Schreib den folgenden Kommentar über Trump ab, und zwar beginnend bei "Mit seiner Aussage" und weiter bis einschließlich "die Luft sprengen möchte.". Ersetz dabei "Bankfiliale" durch "Tankstelle".

> _Auszug_:
______
Süddeutsche Zeitung

USA:Die Bomben verschickten andere, den Sprengstoff aber liefert Trump

Indem der US-Präsident die Medien für die Paketbomben verantwortlich macht, betreibt er "victim blaming". Dabei hat er selbst die Geister gerufen, die die politische Atmosphäre vergiften.

Kommentar von Jana Anzlinger

Da erhalten führende Demokraten, Prominente und der Fernsehsender CNN Paketbomben, und was macht US-Präsident Donald Trump? Er sucht die Schuld an den versuchten Anschlägen bei den Medien, genau genommen bei jenen Medien, die ihn immer wieder kritisieren. Sie tragen, sagt er, "Verantwortung, einen zivilen Tonfall zu setzen und die endlose Feindseligkeit und ständige negative und oft falsche Attacken zu beenden".

Diese Aussage ist so zynisch wie falsch. Denn er sucht die Schuldigen an der falschen Stelle. Medien gelten als vierte Staatsgewalt, müssen kritisch berichten und tragen eine gesellschaftliche Verantwortung. Aber nicht jene, die Trump ihnen unterjubeln will. Weder die Berichterstatter selbst noch andere kritische Stimmen, die sie zu Wort kommen lassen, sind schuld an der aktuellen aufgeheizten politischen Stimmung in den USA. Unsachliche Argumente, Drohungen, Starrsinnigkeit: Trump selbst hat die Geister gerufen, die die politische Atmosphäre kurz vor den Wahlen vergiften.

Mit seiner Aussage betreibt Trump "victim blaming": Er gibt den Opfern die Schuld. Es ist, als würde er sagen: Wer einen kurzen Rock trägt, muss sich nicht wundern, belästigt zu werden. Wer eine Bankfiliale betritt, muss erwarten, als Geisel genommen zu werden. Und wer den US-Präsidenten kritisiert, ist selbst schuld, wenn ihn jemand in die Luft sprengen möchte.

Solches "victim blaming" dient Tätern als Rechtfertigung. Es dient denen als Argument, die solche Taten verharmlosen. Gerade das ist gefährlich: Nährboden des Terrors ist nicht die Haltung einzelner Opfer, sondern die gesellschaftliche Atmosphäre.

Die US-amerikanische Gesellschaft ist zwei Wochen vor den midterm elections gespalten wie selten zuvor. Trump mag diese Stimmung nicht geschaffen haben, aber er nährt sie seit Beginn seiner Amtszeit - weil sie ihn nährt. Vor einer Woche hat er einen republikanischen Kongressabgeordneten dafür gelobt, dass dieser einen kritischen Reporter gewaltsam zu Boden geworfen hatte. Die Bomben verschickt haben andere, aber Donald Trump hat ihnen den Sprengstoff verkauft und die Zündschnur zurechtgeschnitten.
______
> _Vorliegende Zeilen_:
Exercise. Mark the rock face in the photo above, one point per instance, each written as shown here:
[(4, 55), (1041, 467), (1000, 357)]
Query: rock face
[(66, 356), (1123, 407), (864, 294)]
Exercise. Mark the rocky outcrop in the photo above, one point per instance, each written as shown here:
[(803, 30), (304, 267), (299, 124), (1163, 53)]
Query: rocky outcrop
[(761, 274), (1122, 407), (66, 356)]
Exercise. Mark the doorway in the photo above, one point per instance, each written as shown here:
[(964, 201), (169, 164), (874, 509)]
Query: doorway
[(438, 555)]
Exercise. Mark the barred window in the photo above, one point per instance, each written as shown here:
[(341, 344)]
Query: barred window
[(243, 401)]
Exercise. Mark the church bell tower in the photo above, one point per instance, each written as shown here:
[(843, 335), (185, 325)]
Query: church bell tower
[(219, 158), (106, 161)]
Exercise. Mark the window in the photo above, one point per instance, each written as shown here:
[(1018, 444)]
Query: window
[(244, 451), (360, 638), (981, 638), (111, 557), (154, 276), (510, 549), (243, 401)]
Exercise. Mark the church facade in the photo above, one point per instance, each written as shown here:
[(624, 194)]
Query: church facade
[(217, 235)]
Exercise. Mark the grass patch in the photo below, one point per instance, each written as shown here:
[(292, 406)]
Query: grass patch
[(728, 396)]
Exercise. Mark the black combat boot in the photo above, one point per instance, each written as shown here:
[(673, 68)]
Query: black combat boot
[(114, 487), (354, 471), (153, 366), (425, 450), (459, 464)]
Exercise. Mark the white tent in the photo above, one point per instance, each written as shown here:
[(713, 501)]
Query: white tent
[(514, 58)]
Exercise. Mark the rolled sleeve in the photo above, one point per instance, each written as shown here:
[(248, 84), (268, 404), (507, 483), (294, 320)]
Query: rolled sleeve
______
> _Ergebnis_:
Mit seiner Aussage betreibt Trump "victim blaming": Er gibt den Opfern die Schuld. Es ist, als würde er sagen: Wer einen kurzen Rock trägt, muss sich nicht wundern, belästigt zu werden. Wer eine Tankstelle betritt, muss erwarten, als Geisel genommen zu werden. Und wer den US-Präsidenten kritisiert, ist selbst schuld, wenn ihn jemand in die Luft sprengen möchte.